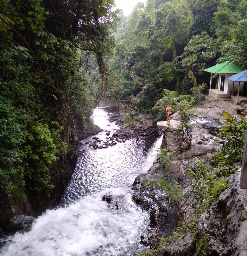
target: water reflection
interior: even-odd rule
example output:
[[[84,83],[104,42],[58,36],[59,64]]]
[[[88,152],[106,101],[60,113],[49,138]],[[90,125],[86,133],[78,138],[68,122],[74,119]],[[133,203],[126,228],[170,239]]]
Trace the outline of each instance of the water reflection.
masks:
[[[107,112],[103,108],[96,109],[93,118],[95,124],[103,129],[107,128],[111,133],[119,128],[109,122]],[[97,136],[106,139],[105,131]],[[152,166],[155,150],[160,146],[162,139],[154,137],[141,137],[138,143],[135,138],[131,138],[124,143],[118,142],[116,145],[101,149],[95,150],[88,145],[81,146],[74,173],[61,205],[68,205],[105,188],[124,188],[131,185],[137,175]],[[88,139],[81,142],[87,140]],[[83,149],[83,151],[79,151]],[[147,158],[149,159],[148,163]]]

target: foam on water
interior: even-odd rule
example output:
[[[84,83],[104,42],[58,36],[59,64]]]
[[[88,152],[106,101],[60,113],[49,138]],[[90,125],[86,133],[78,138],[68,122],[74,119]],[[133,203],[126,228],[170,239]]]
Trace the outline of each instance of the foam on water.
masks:
[[[118,128],[108,116],[104,109],[96,109],[95,123],[112,132]],[[98,137],[105,139],[105,133]],[[138,143],[132,138],[101,150],[85,145],[78,152],[60,208],[38,217],[29,232],[6,238],[9,241],[1,256],[114,256],[136,243],[140,246],[149,214],[133,202],[130,187],[152,166],[162,138],[141,136]],[[102,201],[108,194],[116,198],[117,207]]]
[[[119,209],[102,201],[110,192],[118,198]],[[86,196],[66,208],[48,210],[33,224],[31,230],[16,234],[2,256],[110,256],[138,243],[149,221],[121,189]]]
○ ○ ○ ○ ○
- **Task objective**: Duplicate everything from the line containing "target: foam on water" down to the final line of the rows, both ends included, with no changes to any line.

- **Answer**:
target: foam on water
interior: even-odd rule
example output:
[[[84,83],[104,42],[58,36],[59,64]]]
[[[88,152],[106,101],[60,113],[49,138]],[[90,125],[86,133],[78,138],[68,122],[74,119]],[[133,203],[126,228],[170,239]]]
Trace the outline of each instance of the foam on water.
masks:
[[[118,128],[108,116],[104,109],[96,109],[95,123],[112,132]],[[98,137],[105,139],[105,133]],[[138,143],[132,138],[101,150],[85,145],[78,152],[60,208],[38,217],[29,232],[6,238],[9,241],[1,256],[114,256],[136,243],[140,246],[149,214],[133,202],[130,187],[152,166],[162,138],[141,136]],[[102,201],[108,194],[116,198],[117,207]]]
[[[119,209],[102,201],[110,192],[118,198]],[[86,196],[66,208],[48,210],[33,224],[31,230],[16,234],[2,256],[110,256],[138,243],[149,221],[121,189]]]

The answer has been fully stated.